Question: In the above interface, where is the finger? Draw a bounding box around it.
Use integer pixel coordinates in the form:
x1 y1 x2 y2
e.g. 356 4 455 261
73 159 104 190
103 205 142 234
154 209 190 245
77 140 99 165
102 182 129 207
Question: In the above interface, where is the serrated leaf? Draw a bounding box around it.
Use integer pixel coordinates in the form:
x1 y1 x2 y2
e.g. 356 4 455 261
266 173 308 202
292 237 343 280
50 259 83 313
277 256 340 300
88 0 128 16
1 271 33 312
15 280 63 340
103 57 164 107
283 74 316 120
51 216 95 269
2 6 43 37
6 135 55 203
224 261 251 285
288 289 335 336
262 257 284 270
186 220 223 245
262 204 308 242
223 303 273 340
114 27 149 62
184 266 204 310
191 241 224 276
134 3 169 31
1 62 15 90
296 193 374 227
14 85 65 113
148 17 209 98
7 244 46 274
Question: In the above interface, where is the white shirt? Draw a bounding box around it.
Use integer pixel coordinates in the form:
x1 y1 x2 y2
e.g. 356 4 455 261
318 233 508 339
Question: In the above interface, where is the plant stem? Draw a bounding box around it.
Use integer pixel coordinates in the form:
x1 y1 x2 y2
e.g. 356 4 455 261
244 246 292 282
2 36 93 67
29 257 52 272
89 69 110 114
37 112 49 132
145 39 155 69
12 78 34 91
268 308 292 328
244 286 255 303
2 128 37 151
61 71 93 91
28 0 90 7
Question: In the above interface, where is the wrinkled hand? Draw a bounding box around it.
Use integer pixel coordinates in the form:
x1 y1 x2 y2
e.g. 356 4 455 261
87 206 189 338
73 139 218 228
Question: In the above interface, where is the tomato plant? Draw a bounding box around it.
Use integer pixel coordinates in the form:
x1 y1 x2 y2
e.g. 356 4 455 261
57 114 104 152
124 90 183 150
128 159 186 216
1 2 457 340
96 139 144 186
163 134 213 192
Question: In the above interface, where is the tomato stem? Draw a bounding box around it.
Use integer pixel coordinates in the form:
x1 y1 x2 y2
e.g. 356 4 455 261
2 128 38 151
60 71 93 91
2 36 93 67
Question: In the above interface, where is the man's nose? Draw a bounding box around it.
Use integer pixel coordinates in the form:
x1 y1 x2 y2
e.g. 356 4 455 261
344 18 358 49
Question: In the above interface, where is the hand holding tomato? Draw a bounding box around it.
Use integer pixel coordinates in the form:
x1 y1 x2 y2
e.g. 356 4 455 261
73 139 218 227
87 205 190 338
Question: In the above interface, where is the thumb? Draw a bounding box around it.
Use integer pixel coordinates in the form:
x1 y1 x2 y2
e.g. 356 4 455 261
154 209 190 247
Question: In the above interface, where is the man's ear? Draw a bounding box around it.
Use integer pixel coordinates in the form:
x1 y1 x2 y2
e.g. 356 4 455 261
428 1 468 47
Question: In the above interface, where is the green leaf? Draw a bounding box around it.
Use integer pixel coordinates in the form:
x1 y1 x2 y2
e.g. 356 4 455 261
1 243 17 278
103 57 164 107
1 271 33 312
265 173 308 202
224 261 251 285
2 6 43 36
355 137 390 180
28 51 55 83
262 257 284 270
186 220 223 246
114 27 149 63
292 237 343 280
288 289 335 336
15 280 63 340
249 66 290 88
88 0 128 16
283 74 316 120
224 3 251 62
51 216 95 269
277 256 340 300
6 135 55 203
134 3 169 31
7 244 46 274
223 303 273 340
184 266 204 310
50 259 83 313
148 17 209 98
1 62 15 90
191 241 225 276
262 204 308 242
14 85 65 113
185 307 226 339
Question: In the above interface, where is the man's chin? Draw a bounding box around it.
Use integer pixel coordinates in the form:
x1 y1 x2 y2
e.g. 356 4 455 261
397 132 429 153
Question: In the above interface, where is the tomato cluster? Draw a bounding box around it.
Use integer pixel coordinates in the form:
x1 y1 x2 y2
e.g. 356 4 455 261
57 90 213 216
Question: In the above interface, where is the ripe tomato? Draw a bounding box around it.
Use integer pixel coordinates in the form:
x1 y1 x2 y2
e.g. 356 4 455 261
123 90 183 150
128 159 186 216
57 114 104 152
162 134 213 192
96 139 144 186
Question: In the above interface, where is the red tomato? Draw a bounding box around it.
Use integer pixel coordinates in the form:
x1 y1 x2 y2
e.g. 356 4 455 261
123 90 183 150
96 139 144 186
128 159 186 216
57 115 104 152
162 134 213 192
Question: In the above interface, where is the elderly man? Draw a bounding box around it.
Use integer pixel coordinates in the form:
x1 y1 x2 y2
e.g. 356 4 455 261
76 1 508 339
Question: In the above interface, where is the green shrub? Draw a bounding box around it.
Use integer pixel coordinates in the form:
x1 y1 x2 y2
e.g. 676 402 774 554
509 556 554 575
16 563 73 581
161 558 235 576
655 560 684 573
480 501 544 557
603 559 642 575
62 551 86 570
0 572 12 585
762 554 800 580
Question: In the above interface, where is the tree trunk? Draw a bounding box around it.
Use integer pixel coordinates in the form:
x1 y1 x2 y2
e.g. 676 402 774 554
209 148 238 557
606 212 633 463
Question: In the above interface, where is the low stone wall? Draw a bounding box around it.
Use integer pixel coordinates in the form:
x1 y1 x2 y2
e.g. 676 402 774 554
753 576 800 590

━━━━━━━━━━

:: WORK TO COMPLETE ::
Where a line of the entries above holds the word "hand", return that line.

:: RESULT OF THIS TASK ::
Question: In the above interface, where is the wrinkled hand? Draw a bounding box around it.
Question: In the above interface, where is the hand holding tomato? Draw a bounding box around it.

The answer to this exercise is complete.